» STATED TASK
Show every line of the records that contains the word "toilet".

[start]

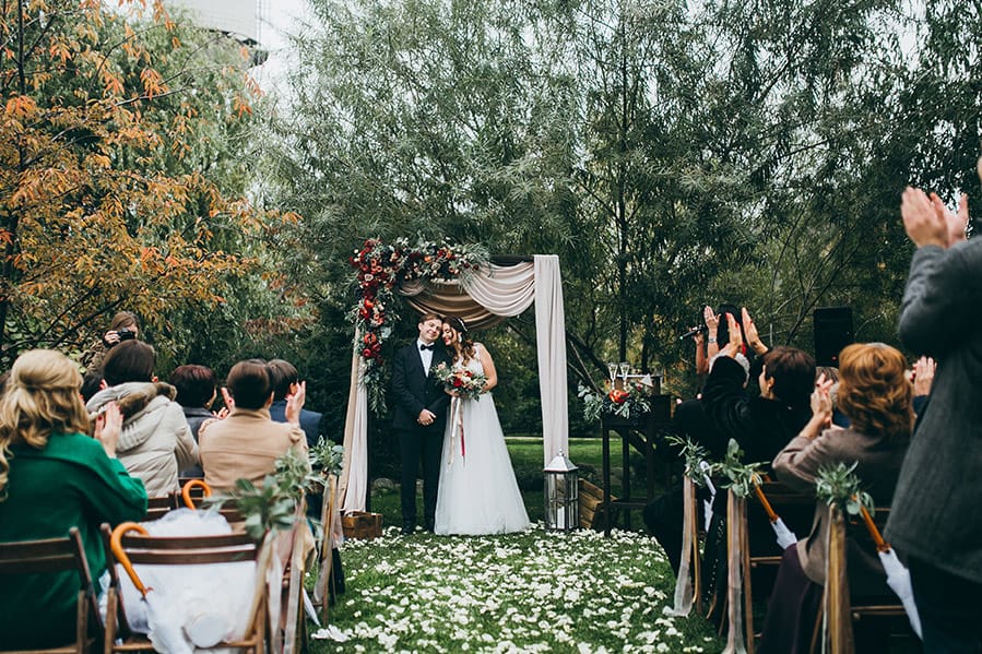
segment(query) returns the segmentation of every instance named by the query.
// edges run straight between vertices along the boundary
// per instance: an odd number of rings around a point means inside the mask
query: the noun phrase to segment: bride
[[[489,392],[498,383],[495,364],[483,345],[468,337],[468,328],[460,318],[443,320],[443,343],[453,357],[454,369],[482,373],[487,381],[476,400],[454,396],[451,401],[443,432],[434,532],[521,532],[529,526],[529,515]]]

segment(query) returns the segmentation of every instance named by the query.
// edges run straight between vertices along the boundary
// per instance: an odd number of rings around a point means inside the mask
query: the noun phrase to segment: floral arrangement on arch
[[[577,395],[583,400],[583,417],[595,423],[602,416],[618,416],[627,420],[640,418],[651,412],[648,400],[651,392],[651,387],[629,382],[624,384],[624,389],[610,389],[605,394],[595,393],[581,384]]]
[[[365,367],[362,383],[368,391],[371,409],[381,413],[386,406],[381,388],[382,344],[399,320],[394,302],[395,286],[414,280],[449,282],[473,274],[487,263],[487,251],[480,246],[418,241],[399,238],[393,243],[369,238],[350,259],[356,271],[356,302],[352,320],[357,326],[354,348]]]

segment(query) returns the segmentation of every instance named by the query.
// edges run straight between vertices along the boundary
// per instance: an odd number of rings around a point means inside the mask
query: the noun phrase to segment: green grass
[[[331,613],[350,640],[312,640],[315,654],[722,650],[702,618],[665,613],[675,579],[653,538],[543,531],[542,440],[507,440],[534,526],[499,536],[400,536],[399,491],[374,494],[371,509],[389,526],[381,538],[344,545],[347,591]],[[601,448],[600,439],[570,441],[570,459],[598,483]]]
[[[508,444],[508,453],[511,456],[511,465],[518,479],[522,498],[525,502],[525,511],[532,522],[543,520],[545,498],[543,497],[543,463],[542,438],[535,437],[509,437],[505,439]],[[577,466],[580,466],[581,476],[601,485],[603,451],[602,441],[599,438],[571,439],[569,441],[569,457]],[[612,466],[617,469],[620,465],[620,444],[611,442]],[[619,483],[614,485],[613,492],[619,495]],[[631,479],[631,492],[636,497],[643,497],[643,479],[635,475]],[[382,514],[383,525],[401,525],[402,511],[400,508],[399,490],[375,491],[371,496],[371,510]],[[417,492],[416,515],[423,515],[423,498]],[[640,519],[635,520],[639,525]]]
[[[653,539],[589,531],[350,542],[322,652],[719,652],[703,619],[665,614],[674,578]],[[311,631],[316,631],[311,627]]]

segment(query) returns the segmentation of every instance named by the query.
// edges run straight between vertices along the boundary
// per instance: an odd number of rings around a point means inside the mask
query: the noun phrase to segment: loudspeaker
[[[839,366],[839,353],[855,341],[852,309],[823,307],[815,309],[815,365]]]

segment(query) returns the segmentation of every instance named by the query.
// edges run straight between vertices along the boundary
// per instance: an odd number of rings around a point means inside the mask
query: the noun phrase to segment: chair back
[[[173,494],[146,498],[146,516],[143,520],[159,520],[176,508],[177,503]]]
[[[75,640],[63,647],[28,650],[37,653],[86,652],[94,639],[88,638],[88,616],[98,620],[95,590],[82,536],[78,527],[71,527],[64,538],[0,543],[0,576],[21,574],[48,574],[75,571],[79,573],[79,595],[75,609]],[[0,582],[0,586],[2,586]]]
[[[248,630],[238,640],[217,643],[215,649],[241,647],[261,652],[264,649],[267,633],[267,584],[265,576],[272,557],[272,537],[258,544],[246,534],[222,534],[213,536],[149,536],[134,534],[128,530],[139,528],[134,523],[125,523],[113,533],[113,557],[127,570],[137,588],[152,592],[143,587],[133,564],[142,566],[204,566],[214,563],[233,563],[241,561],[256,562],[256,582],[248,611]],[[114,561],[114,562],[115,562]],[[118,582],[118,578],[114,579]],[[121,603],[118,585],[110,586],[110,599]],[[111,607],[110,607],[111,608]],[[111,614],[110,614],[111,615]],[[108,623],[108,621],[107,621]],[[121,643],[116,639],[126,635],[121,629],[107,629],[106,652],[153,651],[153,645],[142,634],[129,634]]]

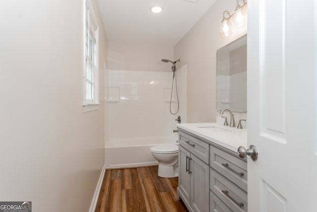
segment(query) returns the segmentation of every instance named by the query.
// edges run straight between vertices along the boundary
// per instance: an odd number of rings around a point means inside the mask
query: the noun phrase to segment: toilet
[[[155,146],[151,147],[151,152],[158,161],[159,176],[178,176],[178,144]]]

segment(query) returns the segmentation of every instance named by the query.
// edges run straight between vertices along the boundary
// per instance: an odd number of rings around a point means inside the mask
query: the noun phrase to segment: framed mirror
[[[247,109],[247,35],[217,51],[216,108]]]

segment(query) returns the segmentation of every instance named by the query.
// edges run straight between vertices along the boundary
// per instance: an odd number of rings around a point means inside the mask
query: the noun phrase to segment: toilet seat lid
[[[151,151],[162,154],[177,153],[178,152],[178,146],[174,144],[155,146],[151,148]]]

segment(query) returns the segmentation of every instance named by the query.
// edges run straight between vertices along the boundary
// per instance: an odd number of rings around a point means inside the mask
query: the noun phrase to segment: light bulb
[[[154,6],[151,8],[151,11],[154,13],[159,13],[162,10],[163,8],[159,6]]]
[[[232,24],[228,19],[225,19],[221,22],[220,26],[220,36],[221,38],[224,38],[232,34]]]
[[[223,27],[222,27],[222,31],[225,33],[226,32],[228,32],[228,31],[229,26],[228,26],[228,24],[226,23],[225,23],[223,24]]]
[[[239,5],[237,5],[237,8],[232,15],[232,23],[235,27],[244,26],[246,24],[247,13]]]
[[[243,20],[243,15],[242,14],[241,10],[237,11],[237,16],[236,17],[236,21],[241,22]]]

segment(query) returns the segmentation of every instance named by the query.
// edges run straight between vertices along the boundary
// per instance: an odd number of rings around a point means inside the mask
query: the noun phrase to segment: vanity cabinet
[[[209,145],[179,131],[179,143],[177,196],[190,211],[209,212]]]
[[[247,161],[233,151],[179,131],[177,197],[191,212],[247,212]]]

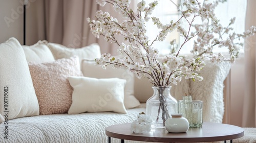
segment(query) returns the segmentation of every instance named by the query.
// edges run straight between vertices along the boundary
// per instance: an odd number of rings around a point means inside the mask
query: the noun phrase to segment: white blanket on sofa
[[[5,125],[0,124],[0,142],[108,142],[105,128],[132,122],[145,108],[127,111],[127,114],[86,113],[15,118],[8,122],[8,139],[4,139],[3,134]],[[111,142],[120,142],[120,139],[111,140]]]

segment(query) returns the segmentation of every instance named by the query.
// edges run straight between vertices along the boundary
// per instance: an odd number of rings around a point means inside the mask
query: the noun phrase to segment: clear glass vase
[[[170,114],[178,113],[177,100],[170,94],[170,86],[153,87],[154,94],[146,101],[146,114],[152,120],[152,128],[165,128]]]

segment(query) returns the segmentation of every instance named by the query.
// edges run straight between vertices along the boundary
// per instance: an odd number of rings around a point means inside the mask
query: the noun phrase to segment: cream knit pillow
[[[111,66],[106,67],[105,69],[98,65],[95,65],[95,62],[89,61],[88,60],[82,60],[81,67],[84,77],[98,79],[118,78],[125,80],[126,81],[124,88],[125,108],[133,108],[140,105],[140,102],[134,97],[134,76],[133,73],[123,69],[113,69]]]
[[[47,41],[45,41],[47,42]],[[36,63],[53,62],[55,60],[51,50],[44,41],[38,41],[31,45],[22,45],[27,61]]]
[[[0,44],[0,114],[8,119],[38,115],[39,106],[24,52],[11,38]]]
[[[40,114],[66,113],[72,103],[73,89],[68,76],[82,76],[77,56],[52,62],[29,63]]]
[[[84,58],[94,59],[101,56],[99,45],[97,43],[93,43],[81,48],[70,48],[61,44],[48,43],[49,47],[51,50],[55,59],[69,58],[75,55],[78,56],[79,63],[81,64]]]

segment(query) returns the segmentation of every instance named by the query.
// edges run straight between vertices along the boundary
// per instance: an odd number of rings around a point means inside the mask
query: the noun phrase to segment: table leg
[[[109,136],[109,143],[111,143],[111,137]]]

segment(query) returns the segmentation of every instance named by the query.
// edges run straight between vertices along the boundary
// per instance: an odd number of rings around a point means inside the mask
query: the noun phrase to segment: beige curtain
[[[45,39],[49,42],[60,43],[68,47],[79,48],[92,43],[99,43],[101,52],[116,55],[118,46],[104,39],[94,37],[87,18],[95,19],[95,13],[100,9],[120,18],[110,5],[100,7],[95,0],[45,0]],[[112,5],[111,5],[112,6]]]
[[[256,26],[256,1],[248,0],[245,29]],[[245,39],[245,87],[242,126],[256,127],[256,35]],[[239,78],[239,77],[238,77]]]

[end]

» ANSWER TO THE TASK
query: the noun phrase to segment: toilet
query: the noun phrase to segment: toilet seat lid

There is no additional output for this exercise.